Text section »
◆ ◆ ◆ ◆ ◆

Influence of Germination with Different Selenium Solutions On Nutritional Value and Cytotoxicity of Lupin Seeds
Influence of germination with different selenium solutions on nutritional value and cytotoxicity of lupin seeds.
J Agric Food Chem. 2009 Feb 25;57(4):1319-25
Frias J, Gulewicz P, Martínez-Villaluenga C, Pilarski R, Blazquez E, Jiménez B, Gulewicz K, Vidal-Valverde C.
Instituto de Fermentaciones Industriales and Instituto de Química Orgánica General (CSIC), Juan de la Cierva 3, 28006 Madrid, Spain.
The effect of different selenium solutions during germination of lupin seeds (Lupinus angustifolius L. cv. Zapaton) on the content of total selenium, protein, amino acids, soluble carbohydrates, total antioxidant activity, and cytotoxicity on HL-60 human leukemic cell line has been studied. Seeds were germinated in the presence of selenite (Na2SeO3) or selenate (Na2SeO4) solutions at different concentrations (0, 2, 4, 6, and 8 mg/L) for 5 days at either 20 or 25 degrees C. The addition of inorganic Se forms significantly increased Se content in lupin sprouts in a dose-dependent manner. The highest Se content in lupin sprouts was observed when germination was carried out with selenate solutions at 20 degrees C (11 microg/g of dw) or 25 degrees C (14 microg/g of dw). The Se-enriched sprouts presented an improvement in antioxidant activity (up to 117.8 and 103.5 micromol of Trolox/g of dw) as well as in essential amino acid content, and no cytotoxicity was observed on HL-60 human leukemic cells. Lupin seeds germinated with 8 mg/L selenate solutions for 5 days at 20 degrees C exhibited a higher germination rate (>90%) and a higher concentration of some essential amino acids than those obtained in selenite solutions in the same germination conditions. Therefore, the employment of selenate solutions at a concentration of 8 mg/L and germination for 5 days at 20 degrees C may be suggested for the production of Se-enriched lupin sprouts.

◆ ◆ ◆ ◆ ◆

Records provided »
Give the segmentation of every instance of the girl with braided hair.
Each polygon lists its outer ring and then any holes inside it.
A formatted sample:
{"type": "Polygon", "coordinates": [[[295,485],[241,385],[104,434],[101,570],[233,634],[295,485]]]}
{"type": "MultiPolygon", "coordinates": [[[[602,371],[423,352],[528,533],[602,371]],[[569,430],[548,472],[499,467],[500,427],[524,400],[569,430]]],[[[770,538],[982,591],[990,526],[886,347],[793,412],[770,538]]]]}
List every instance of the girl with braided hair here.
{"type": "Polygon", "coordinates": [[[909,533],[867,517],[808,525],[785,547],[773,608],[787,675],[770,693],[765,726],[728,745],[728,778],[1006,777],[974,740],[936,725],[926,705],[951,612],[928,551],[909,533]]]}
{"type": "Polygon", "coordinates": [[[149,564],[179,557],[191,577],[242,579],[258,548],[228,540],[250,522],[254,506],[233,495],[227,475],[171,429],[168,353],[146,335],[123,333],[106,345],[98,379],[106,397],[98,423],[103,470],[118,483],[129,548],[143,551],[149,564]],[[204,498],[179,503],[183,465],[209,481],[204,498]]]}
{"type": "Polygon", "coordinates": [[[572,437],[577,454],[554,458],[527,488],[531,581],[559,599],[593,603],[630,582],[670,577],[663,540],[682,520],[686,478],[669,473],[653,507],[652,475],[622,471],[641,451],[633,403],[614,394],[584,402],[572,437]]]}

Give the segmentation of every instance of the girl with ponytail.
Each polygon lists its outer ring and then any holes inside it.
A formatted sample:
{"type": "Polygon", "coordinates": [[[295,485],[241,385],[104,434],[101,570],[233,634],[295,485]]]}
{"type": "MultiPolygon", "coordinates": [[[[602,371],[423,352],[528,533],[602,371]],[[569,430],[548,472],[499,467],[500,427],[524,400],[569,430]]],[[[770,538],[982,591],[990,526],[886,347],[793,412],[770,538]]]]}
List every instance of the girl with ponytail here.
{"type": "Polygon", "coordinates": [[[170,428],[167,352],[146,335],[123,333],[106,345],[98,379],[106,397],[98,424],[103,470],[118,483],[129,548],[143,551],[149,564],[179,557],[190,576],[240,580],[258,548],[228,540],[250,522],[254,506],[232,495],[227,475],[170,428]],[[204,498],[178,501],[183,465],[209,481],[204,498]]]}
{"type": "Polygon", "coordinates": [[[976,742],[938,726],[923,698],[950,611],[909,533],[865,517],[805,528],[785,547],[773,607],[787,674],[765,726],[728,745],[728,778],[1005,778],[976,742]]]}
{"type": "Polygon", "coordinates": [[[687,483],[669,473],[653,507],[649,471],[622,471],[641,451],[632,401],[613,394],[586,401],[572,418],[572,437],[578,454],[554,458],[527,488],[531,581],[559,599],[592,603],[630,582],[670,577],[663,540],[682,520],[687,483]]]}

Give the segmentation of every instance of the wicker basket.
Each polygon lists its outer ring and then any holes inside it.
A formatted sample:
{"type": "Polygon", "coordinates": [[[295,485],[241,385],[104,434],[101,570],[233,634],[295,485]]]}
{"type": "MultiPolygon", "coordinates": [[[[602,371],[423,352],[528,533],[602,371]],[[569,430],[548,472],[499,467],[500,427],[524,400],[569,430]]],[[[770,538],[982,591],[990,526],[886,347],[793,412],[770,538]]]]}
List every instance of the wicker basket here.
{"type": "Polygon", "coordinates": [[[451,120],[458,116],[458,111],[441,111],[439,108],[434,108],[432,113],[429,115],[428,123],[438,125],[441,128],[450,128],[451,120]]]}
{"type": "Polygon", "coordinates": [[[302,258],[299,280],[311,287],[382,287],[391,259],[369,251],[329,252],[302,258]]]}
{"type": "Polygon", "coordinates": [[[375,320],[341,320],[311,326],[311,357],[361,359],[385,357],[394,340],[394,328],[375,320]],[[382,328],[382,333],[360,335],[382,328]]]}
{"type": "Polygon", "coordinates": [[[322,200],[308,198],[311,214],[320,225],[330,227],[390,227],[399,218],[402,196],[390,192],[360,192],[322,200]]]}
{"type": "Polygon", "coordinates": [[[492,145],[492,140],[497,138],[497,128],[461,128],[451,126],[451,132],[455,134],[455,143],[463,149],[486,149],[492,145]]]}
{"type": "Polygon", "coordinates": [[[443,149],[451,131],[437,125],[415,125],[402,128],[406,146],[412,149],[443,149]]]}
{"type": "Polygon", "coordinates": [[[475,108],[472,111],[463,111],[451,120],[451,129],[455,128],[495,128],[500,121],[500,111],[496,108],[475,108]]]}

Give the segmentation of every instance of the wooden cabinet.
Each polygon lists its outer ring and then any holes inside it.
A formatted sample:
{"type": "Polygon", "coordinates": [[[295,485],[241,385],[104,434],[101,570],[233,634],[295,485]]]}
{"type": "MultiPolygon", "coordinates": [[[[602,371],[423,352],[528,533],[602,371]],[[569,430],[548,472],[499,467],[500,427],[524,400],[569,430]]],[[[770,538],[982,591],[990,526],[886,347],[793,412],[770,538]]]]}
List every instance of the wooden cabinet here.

◆ ◆ ◆ ◆ ◆

Using the information »
1) Summarize the lupin germination text in two sentences.
2) Please extract everything in the lupin germination text from "J Agric Food" down to "K, Vidal-Valverde C.".

Completed exercise »
1) Germinating lupin seeds in selenite or selenate solutions raised the selenium content of the sprouts in a dose-dependent way, with the highest levels coming from selenate, and the Se-enriched sprouts showed improved antioxidant activity and essential amino acid content with no cytotoxicity on HL-60 human leukemic cells. Seeds germinated in 8 mg/L selenate for 5 days at 20 degrees C had a germination rate above 90% and more of some essential amino acids than seeds germinated in selenite, so these conditions may be suggested for producing Se-enriched lupin sprouts.

2)
J Agric Food Chem. 2009 Feb 25;57(4):1319-25
Frias J, Gulewicz P, Martínez-Villaluenga C, Pilarski R, Blazquez E, Jiménez B, Gulewicz K, Vidal-Valverde C.